#### Stated goal 1:
In the custom app development article, what other names are given for the specification document produced by discovery?
#### Stated goal 2:
Carry on the custom app development article from the point where it ends.

From Idea to Launch: What the Custom App Development Process Really Looks Like

By Anton Kuznetsov

Most SMB owners who commission a custom application for the first time are surprised by the process. Not because it is difficult to understand — it is not — but because it is more structured, more iterative, and more collaborative than they expected. Understanding what happens at each stage makes you a better project participant, helps you anticipate when you will need to provide input, and protects you from the confusion that causes projects to stall.

Here is an honest walkthrough of what the process looks like from first conversation to launch day.

Stage 1: Discovery (Weeks 1–3)

Discovery is the most important phase, and the one most often skipped or underinvested when projects go wrong. Its purpose is to translate a business problem into a precise technical specification — a document detailed enough that a development team can build the right thing.

Good discovery covers:

Business requirements. What does the application need to accomplish? What are the current workflows, step by step? What data does the application need to read, create, or update? What decisions does the application need to make, and on what basis?

User research. Who will use the application, and how? What does a typical session look like? What do users need most urgently? Discovery interviews with the actual staff who will use the application are far more valuable than assumptions from the owner's perspective.

Systems and integration mapping. What existing systems does the application need to connect to? What APIs are available? What are the data structures on each side? Are there any authentication or access restrictions?

Technical constraints. What are the hosting requirements (Canadian data residency, existing cloud provider)? What are the performance requirements (how many users, how many transactions)? Are there security or compliance requirements?

The output of discovery is a specification document (sometimes called a functional spec or a PRD — product requirements document) that both you and the development team sign off on before development begins. This document is the contract for what is being built.

Discovery typically takes 2–4 weeks and costs $5,000–$15,000 CAD. It is the most valuable investment in the project — it is far cheaper to discover ambiguity and resolve it in writing during discovery than to discover it in a half-built application during development.

Stage 2: Architecture and Design (Weeks 3–5)

With the specification agreed upon, the development team designs the technical architecture: what cloud services will be used, how the AI layer will be structured, how integrations will be built, what the data model looks like, and how the application will be deployed and maintained.

In parallel, the user interface design happens: wireframes (structural sketches of each screen) followed by high-fidelity mockups that show what the application will actually look and feel like. Your input is critical here — you know your brand, your clients, and what your team finds intuitive.

Expect to review and give feedback on two or three iterations of the UI design before it is finalized. This is normal and expected. The goal is to resolve all design decisions before coding begins, because design changes are far cheaper at this stage than after the interface is implemented.

Stage 3: Development (Weeks 5–12 for most SMB projects)

Development is when the application is actually built. Most modern AI application development teams work in two-week sprints — discrete units of work with a defined output that can be reviewed and tested at the end of each sprint.

At the end of each sprint, you should be able to see working software — not just a progress report, but an actual demonstration of what has been built. This is the mechanism by which you catch misalignments between what you specified and what the team built, before those misalignments are too deeply embedded to correct cheaply.

Your involvement during development:

  • Sprint reviews (1–2 hours per sprint, every two weeks)
  • Answering questions that arise during development (budget 30–60 minutes per week)

#### Coordinate annotation records:
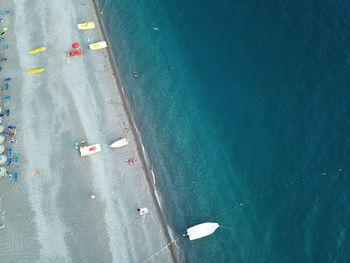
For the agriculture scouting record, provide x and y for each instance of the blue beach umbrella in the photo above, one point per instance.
(2, 171)
(3, 159)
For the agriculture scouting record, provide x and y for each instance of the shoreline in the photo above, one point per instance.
(48, 216)
(142, 153)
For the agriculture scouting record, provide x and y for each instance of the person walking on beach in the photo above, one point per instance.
(4, 29)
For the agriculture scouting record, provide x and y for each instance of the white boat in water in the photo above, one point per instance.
(87, 150)
(86, 26)
(201, 230)
(119, 143)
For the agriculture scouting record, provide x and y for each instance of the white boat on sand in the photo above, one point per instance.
(98, 45)
(87, 150)
(201, 230)
(119, 143)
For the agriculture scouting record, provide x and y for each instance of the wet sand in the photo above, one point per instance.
(49, 217)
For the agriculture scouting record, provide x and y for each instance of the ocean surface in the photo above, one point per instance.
(244, 109)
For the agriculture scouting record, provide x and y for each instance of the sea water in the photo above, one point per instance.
(243, 108)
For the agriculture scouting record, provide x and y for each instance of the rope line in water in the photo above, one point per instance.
(258, 196)
(276, 189)
(176, 237)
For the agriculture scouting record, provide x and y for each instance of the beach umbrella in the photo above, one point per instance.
(2, 148)
(3, 159)
(76, 45)
(2, 171)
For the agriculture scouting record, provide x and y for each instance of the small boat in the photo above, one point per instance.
(86, 26)
(119, 143)
(201, 230)
(37, 50)
(34, 71)
(75, 53)
(98, 45)
(87, 150)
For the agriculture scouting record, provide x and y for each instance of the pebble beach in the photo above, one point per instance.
(47, 215)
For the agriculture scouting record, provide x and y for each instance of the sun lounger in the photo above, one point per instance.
(15, 176)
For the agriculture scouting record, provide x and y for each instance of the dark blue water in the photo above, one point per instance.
(250, 127)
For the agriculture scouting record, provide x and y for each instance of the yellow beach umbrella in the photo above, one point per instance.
(3, 159)
(2, 171)
(34, 71)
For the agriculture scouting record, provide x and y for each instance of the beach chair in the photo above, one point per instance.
(15, 176)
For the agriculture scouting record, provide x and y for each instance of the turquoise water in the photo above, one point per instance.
(255, 111)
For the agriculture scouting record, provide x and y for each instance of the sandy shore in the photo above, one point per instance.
(49, 217)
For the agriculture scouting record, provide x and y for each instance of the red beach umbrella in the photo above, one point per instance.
(76, 45)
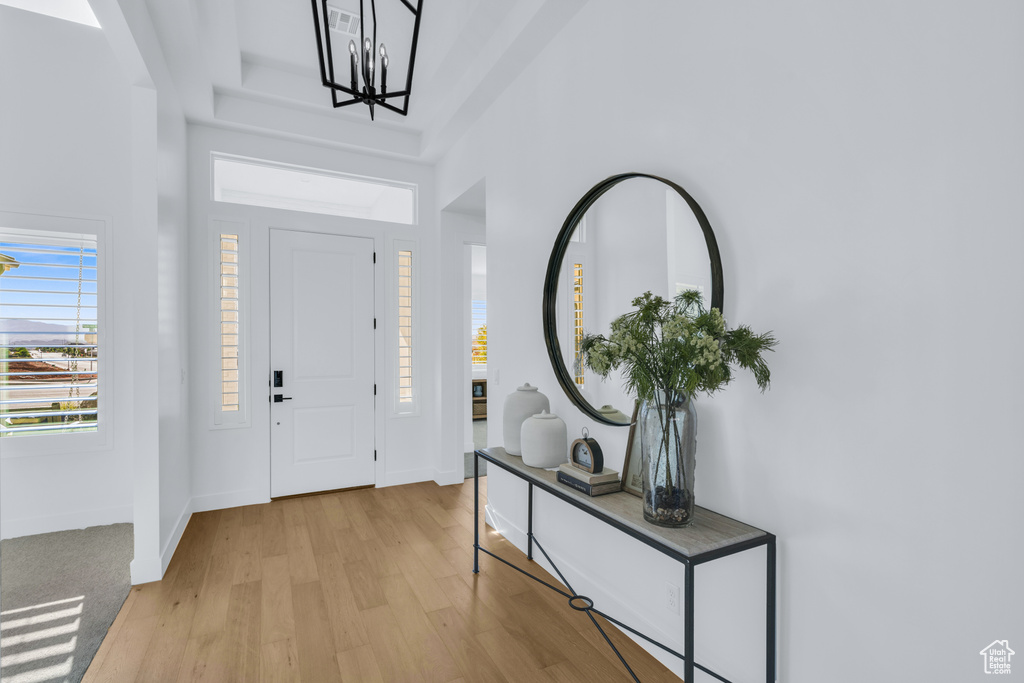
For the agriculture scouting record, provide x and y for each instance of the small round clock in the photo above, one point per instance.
(586, 454)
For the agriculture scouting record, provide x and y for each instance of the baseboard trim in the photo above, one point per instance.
(408, 476)
(175, 538)
(12, 528)
(448, 478)
(230, 499)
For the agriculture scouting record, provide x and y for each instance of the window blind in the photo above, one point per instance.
(229, 322)
(49, 335)
(406, 394)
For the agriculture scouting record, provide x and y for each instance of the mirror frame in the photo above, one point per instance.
(555, 267)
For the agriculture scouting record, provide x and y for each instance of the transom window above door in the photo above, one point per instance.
(265, 183)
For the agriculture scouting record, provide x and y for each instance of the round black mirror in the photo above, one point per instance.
(648, 235)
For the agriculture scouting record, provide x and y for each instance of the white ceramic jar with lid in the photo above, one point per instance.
(545, 440)
(519, 406)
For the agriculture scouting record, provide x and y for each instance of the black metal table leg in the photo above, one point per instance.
(476, 513)
(688, 636)
(529, 523)
(770, 611)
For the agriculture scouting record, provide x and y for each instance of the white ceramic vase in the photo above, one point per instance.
(519, 406)
(545, 440)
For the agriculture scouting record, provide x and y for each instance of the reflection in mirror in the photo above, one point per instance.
(639, 236)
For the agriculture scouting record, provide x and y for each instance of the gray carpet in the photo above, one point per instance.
(60, 593)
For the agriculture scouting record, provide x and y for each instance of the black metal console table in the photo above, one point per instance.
(712, 536)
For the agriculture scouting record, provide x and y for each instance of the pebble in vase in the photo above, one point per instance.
(519, 406)
(545, 440)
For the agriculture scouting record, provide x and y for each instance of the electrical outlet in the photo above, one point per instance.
(672, 597)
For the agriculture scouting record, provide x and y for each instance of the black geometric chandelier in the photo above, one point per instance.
(356, 81)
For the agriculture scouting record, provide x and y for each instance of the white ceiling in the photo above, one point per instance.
(252, 65)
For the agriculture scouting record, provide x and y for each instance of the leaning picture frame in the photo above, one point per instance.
(633, 464)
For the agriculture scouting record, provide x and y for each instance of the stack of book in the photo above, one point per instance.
(605, 481)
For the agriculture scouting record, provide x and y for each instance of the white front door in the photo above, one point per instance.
(322, 342)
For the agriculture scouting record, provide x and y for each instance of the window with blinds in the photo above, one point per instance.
(479, 327)
(49, 333)
(229, 322)
(578, 321)
(406, 387)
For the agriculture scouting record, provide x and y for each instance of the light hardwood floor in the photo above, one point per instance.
(369, 586)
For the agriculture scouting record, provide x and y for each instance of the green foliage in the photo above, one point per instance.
(676, 346)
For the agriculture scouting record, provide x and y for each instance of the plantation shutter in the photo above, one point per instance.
(49, 334)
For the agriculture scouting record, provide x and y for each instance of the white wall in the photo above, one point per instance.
(456, 287)
(231, 466)
(861, 166)
(67, 151)
(111, 142)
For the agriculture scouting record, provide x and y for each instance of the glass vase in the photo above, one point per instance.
(669, 444)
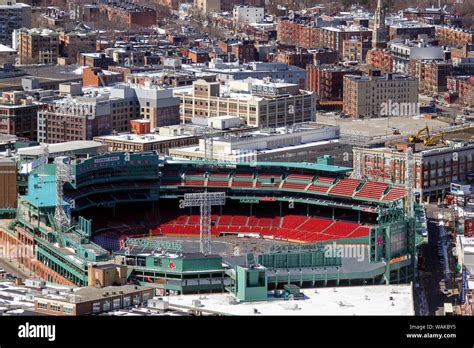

#### Task response 1:
A functional spec or a PRD (product requirements document).

#### Task response 2:
  • Providing test data for integration testing (your actual sample data from existing systems)
  • Reviewing and approving the AI model's outputs during AI layer testing (the team will show you example inputs and outputs — your feedback is how the model is tuned)

The AI development component adds a calibration loop that traditional software development does not have. AI model outputs require review and refinement: you will review batches of the AI's responses (to documents, to client queries, to workflow inputs) and indicate where the output is correct vs. where it needs improvement. This feedback is used to refine prompts, adjust model configuration, and improve the AI layer's reliability before launch.

Stage 4: Testing and Quality Assurance (Weeks 11–14)

Testing happens at two levels:

Technical QA is performed by the development team: does the application handle edge cases correctly? Do all integrations function as expected? Are there security vulnerabilities? Does the application perform adequately under realistic load?

User acceptance testing (UAT) is performed by your team with support from the developers: does the application actually solve the problem it was built to solve? Does the workflow match how your team actually operates? Are the AI outputs accurate and useful in real scenarios?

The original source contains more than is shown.